Given exercise: Every line from the one containing "Keypoint guideline: for each instance of the orange flame" to the final line of the material below must be reproduced exactly; leave out all other lines.

Stored dataset items
----

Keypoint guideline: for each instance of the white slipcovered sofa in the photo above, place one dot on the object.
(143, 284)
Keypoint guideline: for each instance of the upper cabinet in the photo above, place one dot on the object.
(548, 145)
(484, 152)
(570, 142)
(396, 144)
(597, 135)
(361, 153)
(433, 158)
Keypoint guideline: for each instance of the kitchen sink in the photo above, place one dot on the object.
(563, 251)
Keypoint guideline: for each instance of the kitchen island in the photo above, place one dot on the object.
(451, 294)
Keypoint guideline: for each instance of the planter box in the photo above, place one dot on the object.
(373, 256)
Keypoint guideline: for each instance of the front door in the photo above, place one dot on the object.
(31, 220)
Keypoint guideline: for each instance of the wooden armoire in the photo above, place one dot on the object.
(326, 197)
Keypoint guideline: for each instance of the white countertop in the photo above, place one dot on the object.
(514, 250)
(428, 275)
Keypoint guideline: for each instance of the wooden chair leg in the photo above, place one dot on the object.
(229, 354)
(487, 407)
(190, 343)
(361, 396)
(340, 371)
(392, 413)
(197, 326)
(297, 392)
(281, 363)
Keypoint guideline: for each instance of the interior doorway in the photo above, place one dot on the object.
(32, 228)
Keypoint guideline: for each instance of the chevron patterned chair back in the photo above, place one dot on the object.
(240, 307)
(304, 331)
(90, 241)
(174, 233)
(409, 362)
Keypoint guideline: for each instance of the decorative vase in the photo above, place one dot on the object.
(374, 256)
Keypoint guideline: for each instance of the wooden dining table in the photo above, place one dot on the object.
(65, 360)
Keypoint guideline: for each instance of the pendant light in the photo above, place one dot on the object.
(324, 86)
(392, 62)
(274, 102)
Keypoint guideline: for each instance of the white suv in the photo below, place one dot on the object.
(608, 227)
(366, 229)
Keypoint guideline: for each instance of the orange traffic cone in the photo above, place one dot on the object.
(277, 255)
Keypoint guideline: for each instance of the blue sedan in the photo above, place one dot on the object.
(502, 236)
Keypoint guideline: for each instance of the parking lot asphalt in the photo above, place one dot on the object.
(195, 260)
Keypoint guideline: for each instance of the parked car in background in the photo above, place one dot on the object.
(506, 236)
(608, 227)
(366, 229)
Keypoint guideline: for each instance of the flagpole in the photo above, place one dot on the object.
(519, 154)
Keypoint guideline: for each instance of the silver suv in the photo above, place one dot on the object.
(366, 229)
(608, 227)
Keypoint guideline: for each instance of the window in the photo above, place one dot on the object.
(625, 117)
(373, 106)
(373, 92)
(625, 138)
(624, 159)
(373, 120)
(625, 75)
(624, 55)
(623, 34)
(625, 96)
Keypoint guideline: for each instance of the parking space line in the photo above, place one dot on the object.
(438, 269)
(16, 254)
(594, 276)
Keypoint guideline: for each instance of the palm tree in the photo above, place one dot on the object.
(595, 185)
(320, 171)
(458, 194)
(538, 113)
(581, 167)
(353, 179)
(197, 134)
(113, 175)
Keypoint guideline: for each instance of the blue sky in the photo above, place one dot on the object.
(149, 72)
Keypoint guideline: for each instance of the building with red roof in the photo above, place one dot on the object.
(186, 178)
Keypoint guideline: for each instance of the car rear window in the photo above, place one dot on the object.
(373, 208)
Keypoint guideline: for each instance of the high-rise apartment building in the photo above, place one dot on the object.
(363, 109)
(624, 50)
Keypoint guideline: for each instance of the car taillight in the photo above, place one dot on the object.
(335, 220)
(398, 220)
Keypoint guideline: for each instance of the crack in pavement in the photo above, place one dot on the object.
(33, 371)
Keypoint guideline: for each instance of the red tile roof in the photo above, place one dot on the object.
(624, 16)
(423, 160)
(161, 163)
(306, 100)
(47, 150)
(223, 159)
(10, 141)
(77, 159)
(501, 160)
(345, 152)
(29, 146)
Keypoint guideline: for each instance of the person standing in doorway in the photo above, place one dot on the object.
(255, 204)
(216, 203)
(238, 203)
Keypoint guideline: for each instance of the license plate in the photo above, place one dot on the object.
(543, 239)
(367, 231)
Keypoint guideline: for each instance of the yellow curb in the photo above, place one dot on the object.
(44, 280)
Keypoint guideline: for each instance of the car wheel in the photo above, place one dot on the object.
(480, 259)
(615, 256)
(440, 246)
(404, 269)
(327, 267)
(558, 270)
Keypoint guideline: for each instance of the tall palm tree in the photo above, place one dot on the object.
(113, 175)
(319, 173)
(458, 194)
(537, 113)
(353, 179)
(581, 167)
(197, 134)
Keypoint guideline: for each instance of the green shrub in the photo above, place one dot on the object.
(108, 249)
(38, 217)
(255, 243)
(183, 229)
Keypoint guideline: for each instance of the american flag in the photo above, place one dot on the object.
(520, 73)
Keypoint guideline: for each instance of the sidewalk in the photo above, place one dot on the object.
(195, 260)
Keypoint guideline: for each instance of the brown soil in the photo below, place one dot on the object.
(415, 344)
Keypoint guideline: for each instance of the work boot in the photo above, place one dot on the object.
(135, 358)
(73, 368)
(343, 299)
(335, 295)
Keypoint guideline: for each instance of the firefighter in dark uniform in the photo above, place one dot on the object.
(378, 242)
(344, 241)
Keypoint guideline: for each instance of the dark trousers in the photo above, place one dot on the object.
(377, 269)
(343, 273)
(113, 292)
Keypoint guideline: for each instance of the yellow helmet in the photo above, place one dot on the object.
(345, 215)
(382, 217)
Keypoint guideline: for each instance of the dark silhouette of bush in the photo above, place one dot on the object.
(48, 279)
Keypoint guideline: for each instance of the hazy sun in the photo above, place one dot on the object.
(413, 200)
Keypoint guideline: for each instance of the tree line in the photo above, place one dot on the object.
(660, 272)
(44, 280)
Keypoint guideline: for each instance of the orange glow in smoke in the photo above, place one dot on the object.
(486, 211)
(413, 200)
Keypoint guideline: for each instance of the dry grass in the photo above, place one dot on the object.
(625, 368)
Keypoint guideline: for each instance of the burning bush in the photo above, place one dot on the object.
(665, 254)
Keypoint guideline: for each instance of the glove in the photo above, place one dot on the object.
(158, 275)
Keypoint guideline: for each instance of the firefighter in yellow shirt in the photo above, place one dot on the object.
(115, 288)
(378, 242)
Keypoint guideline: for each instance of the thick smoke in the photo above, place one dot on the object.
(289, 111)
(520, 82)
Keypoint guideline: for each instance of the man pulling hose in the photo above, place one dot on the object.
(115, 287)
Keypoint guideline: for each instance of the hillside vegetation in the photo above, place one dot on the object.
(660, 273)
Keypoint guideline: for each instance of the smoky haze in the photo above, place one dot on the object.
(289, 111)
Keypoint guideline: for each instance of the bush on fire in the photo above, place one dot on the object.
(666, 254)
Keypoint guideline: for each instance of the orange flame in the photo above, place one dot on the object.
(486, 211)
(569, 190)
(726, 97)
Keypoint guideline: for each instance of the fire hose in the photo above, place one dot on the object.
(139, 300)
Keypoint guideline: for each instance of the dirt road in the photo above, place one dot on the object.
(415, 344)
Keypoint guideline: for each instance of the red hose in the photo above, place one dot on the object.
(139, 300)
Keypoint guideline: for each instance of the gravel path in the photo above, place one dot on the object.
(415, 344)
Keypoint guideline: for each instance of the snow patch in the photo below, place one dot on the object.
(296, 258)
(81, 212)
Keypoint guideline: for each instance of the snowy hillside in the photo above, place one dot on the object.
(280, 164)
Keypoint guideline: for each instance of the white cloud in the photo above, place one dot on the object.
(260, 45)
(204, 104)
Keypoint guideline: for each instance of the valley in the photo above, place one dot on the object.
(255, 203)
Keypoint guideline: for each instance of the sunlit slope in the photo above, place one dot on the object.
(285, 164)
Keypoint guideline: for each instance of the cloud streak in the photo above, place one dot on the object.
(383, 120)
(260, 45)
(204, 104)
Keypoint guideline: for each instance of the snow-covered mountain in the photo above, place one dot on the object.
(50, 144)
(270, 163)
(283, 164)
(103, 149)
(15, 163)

----

Result of the exercise:
Keypoint guideline: for each instance of the orange flame in the photo above, place one dot on the object.
(486, 211)
(569, 190)
(726, 97)
Keypoint guideline: for each instance of the fire hose in the photo above, place one dot on the object.
(139, 300)
Keypoint guideline: for each instance of the dirt road in the photo above, place one dot on the object.
(415, 344)
Keypoint guideline: for each instance of the red hose in the photo above, place one dot on the object.
(139, 300)
Keypoint guideline: for each instance of the gravel path in the photo above, place one dot on the object.
(415, 344)
Keypoint guideline: for each instance of the snow patch in the photo below, place one dot on the object.
(296, 258)
(81, 212)
Keypoint guideline: for each instance of the snowy hillside in the photo above, place one dot on the object.
(280, 164)
Keypoint guideline: for each instance of the white cloud in the photo above, place one dot on the object.
(260, 45)
(204, 104)
Keypoint guideline: for each instance of the valley in the photo above, place one dot on the object.
(255, 203)
Keypoint guideline: for each instance of the sunlit slope in the photo above, place one dot on the object.
(285, 164)
Keypoint guideline: for each instance of the cloud streak in the photo above, place one dot on the object.
(383, 120)
(260, 45)
(204, 104)
Keypoint guideline: for each instance of the snow-covered mountain in the photo above, place one dot on the object.
(50, 144)
(270, 163)
(283, 164)
(103, 149)
(15, 163)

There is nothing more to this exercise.